■ **INSTRUCTIONS TO FOLLOW**
Recast the records below as a Markdown table with the columns Row and Line, starting at the line that contains "Find the concrete apron" and ending at the last line of the records. Give each line a row number, and leave out any blank lines.

■ **PROVIDED DATA**
--- Begin ---

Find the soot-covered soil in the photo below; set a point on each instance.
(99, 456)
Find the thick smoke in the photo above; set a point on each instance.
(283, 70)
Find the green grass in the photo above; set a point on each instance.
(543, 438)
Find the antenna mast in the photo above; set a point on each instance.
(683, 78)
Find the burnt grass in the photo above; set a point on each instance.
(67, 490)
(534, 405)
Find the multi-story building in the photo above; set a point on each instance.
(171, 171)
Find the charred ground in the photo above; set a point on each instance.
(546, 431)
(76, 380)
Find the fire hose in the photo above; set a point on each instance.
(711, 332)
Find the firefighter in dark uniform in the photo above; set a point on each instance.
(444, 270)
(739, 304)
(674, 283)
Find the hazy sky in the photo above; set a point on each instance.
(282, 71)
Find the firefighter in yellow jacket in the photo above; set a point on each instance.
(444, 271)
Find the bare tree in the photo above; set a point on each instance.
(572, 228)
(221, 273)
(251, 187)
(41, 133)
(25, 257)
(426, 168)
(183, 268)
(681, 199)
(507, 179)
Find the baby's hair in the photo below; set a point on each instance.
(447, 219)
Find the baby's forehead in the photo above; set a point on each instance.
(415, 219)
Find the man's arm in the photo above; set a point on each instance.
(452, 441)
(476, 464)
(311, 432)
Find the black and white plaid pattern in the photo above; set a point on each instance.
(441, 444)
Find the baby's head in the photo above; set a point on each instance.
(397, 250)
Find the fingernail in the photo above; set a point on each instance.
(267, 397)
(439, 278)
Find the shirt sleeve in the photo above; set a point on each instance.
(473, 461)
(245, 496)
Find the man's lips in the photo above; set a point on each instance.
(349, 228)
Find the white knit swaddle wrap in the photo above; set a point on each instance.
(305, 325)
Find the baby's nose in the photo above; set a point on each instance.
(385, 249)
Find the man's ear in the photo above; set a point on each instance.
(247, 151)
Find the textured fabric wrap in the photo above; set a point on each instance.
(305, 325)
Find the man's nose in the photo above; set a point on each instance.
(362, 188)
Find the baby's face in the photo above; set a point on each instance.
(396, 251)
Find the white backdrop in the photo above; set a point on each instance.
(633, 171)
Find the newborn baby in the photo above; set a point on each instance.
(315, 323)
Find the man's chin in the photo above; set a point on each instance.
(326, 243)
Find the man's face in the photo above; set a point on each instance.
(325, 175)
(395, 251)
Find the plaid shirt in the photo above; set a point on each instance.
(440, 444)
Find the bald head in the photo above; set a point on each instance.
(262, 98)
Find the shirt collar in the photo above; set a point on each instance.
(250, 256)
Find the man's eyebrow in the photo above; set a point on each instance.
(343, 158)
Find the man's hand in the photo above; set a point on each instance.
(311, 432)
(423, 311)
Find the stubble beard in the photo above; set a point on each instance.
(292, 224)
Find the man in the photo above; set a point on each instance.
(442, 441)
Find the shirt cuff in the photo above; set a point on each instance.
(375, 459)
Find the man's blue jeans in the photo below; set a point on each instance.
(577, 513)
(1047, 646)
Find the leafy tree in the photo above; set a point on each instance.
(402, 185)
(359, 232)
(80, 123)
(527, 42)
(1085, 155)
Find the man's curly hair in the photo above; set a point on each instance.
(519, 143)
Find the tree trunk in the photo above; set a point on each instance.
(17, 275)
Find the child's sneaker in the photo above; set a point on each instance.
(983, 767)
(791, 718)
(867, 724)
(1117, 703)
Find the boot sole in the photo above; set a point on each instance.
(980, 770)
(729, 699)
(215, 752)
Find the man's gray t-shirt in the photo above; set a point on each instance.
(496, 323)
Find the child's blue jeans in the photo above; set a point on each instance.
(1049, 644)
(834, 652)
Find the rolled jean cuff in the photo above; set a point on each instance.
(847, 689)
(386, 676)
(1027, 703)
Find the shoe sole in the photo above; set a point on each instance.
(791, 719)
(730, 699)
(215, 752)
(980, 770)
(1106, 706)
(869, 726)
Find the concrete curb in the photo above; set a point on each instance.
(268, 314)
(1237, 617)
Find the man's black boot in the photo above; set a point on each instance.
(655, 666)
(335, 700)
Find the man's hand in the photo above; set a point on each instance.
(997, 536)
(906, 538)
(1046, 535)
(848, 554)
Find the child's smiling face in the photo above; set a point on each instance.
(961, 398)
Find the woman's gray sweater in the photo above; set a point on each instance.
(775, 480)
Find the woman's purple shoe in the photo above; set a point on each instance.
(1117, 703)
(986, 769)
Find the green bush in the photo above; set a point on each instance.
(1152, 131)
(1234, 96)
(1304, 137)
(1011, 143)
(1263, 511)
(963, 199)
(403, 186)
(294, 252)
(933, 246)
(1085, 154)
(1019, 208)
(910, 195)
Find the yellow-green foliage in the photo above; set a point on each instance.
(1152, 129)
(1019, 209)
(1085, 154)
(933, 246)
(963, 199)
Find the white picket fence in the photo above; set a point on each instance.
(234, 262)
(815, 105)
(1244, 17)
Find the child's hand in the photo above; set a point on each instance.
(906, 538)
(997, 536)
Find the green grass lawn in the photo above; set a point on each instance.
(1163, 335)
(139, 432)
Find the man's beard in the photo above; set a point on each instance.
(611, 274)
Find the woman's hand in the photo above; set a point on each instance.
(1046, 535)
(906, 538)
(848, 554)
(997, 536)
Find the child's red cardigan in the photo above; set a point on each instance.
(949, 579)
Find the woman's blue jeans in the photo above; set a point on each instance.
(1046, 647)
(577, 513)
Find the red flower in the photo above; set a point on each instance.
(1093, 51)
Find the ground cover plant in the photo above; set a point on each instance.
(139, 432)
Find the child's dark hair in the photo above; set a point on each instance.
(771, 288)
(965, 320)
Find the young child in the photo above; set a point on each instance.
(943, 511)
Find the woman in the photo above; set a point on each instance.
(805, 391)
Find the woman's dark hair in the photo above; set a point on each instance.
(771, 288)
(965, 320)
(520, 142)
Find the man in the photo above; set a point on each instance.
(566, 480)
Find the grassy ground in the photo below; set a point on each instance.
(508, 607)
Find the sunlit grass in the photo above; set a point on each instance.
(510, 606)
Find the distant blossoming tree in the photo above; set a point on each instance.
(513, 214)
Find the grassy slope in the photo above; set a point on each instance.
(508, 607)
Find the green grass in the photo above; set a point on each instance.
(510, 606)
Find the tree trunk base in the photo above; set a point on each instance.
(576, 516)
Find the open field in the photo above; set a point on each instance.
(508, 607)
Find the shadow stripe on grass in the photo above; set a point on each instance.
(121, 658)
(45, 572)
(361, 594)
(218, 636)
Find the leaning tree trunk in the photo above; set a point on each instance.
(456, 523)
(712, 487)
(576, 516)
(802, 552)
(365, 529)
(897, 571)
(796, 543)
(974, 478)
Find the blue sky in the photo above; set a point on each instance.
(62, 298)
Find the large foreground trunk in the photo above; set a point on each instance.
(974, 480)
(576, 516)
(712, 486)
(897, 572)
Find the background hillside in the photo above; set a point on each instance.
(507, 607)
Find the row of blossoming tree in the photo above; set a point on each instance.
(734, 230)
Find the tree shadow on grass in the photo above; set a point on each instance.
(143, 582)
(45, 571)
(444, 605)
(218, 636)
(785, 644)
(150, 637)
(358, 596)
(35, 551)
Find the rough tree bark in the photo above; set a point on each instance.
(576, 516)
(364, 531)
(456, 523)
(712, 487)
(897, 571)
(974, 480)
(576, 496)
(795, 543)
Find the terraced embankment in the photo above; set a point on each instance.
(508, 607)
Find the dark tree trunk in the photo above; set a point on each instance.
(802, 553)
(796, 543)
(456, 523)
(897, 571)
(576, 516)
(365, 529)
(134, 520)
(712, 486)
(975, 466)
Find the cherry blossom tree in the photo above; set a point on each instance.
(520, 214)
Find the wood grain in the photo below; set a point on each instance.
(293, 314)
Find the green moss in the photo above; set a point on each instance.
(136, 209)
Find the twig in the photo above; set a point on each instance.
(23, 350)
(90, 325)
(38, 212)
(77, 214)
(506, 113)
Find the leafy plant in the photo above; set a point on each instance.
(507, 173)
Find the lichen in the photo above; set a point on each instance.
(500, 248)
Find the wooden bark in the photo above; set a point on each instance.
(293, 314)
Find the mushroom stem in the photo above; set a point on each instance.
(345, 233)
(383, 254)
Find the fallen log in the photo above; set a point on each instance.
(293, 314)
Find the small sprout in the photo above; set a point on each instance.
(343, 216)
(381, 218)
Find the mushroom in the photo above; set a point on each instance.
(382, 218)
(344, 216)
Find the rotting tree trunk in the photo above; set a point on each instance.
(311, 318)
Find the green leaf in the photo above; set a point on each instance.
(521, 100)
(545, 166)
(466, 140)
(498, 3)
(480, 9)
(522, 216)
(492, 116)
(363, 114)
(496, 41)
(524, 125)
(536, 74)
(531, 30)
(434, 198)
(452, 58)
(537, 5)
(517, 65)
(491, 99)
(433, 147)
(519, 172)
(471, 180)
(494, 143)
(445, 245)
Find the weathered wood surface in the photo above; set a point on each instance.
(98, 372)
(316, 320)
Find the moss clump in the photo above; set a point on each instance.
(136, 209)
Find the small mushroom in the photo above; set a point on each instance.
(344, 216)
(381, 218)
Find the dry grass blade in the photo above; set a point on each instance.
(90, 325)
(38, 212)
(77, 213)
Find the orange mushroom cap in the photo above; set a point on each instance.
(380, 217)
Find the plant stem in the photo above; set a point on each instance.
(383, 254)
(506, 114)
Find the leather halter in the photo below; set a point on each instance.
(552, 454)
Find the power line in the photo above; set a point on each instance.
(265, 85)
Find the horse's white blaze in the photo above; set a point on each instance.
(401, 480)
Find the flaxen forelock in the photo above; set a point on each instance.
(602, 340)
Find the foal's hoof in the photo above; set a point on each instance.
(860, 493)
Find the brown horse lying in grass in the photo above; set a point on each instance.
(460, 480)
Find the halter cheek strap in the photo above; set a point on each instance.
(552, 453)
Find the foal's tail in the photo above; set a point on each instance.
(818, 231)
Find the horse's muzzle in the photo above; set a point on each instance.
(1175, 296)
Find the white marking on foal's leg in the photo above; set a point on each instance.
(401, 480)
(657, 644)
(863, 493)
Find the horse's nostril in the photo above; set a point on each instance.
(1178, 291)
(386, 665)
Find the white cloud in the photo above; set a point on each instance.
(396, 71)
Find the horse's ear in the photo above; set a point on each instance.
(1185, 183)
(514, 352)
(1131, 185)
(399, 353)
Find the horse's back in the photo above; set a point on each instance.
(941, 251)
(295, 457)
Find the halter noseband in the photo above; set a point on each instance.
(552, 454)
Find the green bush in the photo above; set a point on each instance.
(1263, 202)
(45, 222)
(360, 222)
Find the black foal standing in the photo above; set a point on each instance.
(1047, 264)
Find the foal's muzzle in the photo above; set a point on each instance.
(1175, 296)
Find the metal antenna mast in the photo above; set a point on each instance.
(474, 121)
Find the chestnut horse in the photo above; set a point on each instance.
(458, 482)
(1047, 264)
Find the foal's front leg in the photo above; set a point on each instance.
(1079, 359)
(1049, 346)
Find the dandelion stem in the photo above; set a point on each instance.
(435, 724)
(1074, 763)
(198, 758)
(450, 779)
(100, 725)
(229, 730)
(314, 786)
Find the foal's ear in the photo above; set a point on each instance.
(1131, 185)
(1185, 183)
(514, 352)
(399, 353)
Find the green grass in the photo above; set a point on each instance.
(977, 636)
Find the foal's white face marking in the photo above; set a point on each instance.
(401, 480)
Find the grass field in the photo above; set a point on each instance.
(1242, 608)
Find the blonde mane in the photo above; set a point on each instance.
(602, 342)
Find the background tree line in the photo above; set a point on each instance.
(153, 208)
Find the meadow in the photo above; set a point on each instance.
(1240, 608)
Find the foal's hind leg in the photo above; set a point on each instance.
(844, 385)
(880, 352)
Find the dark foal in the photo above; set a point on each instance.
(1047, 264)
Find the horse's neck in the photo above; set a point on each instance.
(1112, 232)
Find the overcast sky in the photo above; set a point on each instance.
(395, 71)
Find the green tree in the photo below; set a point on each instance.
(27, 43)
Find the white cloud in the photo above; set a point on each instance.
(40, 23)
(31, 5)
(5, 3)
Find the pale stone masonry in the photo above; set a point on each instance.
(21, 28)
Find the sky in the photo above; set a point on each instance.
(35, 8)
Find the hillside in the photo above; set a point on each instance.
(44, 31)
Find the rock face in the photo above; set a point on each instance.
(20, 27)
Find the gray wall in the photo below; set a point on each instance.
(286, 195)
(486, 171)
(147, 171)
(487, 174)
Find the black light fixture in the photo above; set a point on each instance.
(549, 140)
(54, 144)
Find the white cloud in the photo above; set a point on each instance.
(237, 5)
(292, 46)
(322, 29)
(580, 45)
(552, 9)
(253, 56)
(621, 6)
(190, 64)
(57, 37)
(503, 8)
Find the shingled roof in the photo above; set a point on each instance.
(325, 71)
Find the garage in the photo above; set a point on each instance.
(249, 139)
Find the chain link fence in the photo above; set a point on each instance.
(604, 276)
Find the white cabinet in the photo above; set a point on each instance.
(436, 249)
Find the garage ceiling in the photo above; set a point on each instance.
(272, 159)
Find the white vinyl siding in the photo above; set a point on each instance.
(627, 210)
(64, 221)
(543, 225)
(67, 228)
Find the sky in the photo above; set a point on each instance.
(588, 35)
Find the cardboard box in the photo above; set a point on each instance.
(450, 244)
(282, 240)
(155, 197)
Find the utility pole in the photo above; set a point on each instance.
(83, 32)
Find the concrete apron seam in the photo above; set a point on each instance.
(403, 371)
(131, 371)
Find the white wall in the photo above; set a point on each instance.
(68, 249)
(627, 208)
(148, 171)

--- End ---

■ **RESPONSE BELOW**
| Row | Line |
|---|---|
| 1 | Find the concrete apron seam in the photo above; set a point on each instance. |
| 2 | (403, 371) |
| 3 | (131, 371) |
| 4 | Find the white wall in the photo above; set a point on each instance. |
| 5 | (68, 249) |
| 6 | (627, 208) |
| 7 | (148, 171) |